## Esercizi proposti
1) Ricopia alla lettera il passo dell'articolo sulle proteste di Gezi Parki che comincia con le parole "Sono come uno" e si chiude dopo "Paese sono decine.".
2) Come riassumeresti in due frasi l'articolo sulle proteste di Gezi Parki?

## Brano da leggere
- - - - - - -

IL MERITO DI ERDOGAN: CON LA SUA OTTUSITÀ HA RISVEGLIATO LA COSCIENZA CIVILE DELLA TURCHIA

Marta Ottaviani per "la Stampa"

Sono come uno splendido mosaico. Tessere che vanno a comporre una società civile e un sottobosco politico di una Turchia ritrovata e che molti temevano perduto per sempre. Le anime che hanno cercato di salvare Gezi Parki e di dare una scossa alla coscienza democratica del Paese sono decine.

I sindacati, che negli ultimi anni sono tornati a assumere un ruolo nella vita quotidiana del Paese, dopo essere stati praticamente rasi a zero dopo il colpo di Stato del 1980. Organizzazioni ambientaliste, spesso in rotta di collisione con l'esecutivo come la Dogan Dernegi, che per anni ha lottato contro la costruzione della diga sul Tigri ad Hasankeyif, nell'est del Paese, o le associazioni di omosessuali, che da tempo accusano il premier di stretta conservatrice sulla vita quotidiana.

Ci sono le tifoserie di Besiktas, Galatasaray e Fenerbahçe, che hanno dato vita a una sorta di «Triplice Allenza», con tanto di sciarpa commemorativa che chissà quando si rivedrà mai. Ci sono i collettivi di studenti delle università. C'è, ed è una delle presenze più importanti, quella «terza Turchia» formata da giovani ma anche da gente intorno alla mezza età. Vengono da movimenti socialisti e comunisti, non si identificano in nessun partito e spesso non votano. Per loro la piazza è il mezzo non solo per protestare ma per riproporre sulla scena politica movimenti schiacciati dai militari e dimenticati dalla gente.

Poi ci sono i curdi che non hanno sposato l'atteggiamento neutro tenuto dal Bdp, il Partito curdo per la Pace e la Democrazia, impegnato con il governo e il Pkk in una difficile trattativa per la fine della lotta armata e la soluzione dei problemi della minoranza e che quindi hanno tenuto un profilo basso in tutta questa faccenda.

E c'è il Chp, il Partito di opposizione e di orientamento laico, ma è una presenza minore. È una piazza che non ha riferimento politici in parlamento. Studenti e lavoratori, che hanno occupato facendo i turni, chi poteva veniva di giorno, chi lavorava gli dava il cambio appena uscito dall'ufficio.

- - - - - - -

[Dati delle maschere di segmentazione]
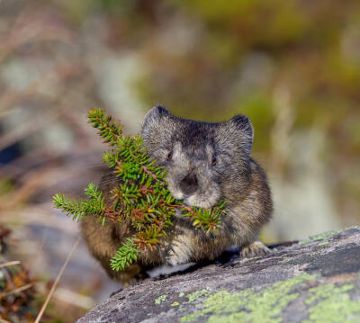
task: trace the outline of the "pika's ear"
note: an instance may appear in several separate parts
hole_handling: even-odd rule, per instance
[[[158,122],[164,118],[168,118],[170,112],[160,105],[154,106],[147,114],[145,114],[144,122],[141,126],[141,135],[151,131],[153,127],[158,125]]]
[[[233,116],[228,122],[226,122],[230,133],[237,136],[242,145],[245,146],[246,150],[251,153],[254,141],[254,127],[246,115],[238,114]]]

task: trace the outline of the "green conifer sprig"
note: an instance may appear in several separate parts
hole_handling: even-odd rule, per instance
[[[106,205],[102,191],[94,184],[85,189],[86,199],[77,201],[63,194],[53,197],[54,206],[61,209],[74,220],[80,220],[87,214],[98,216],[104,224],[106,219],[122,222],[126,219],[136,232],[125,239],[111,259],[113,270],[123,270],[137,260],[144,250],[152,250],[159,239],[166,235],[176,211],[193,221],[194,226],[206,232],[216,231],[225,210],[220,201],[212,209],[200,209],[184,205],[174,199],[164,181],[166,170],[157,166],[148,156],[140,135],[125,137],[122,126],[105,115],[101,109],[93,109],[88,114],[89,122],[98,130],[98,134],[112,150],[104,154],[103,161],[119,177],[120,184],[113,188],[112,205]]]

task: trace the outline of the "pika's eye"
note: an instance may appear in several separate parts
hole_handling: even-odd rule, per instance
[[[215,154],[212,155],[212,166],[215,166],[216,165],[216,156]]]

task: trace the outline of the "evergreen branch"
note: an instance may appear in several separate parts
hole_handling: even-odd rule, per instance
[[[88,118],[93,127],[99,130],[97,133],[110,146],[117,145],[118,140],[122,138],[122,130],[120,123],[112,121],[112,118],[110,115],[105,115],[104,110],[90,110]]]
[[[144,250],[153,250],[159,239],[166,235],[173,225],[172,218],[179,210],[193,225],[207,233],[215,232],[220,226],[220,217],[226,211],[225,202],[220,202],[212,209],[200,209],[184,205],[174,199],[164,181],[166,169],[157,166],[148,156],[140,136],[124,137],[120,123],[104,114],[101,109],[93,109],[88,114],[89,122],[98,129],[104,141],[113,147],[104,154],[103,161],[114,169],[121,184],[114,187],[112,207],[106,205],[104,196],[94,184],[85,189],[86,199],[78,201],[56,194],[54,206],[61,209],[74,220],[80,220],[86,214],[94,214],[104,225],[106,219],[127,225],[136,233],[127,238],[111,259],[113,270],[124,270],[138,259]]]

- - - - - - -

## Soluzioni
1)
Sono come uno splendido mosaico. Tessere che vanno a comporre una società civile e un sottobosco politico di una Turchia ritrovata e che molti temevano perduto per sempre. Le anime che hanno cercato di salvare Gezi Parki e di dare una scossa alla coscienza democratica del Paese sono decine.

2) Alle proteste per salvare Gezi Parki hanno preso parte decine di realtà diverse: sindacati, organizzazioni ambientaliste, associazioni di omosessuali, tifoserie di Besiktas, Galatasaray e Fenerbahçe, collettivi di studenti, una «terza Turchia» venuta da movimenti socialisti e comunisti e curdi che non hanno seguito l'atteggiamento neutro del Bdp. Il Chp vi ha una presenza minore, e la piazza, formata da studenti e lavoratori che si davano il cambio a turni, non ha riferimenti politici in parlamento.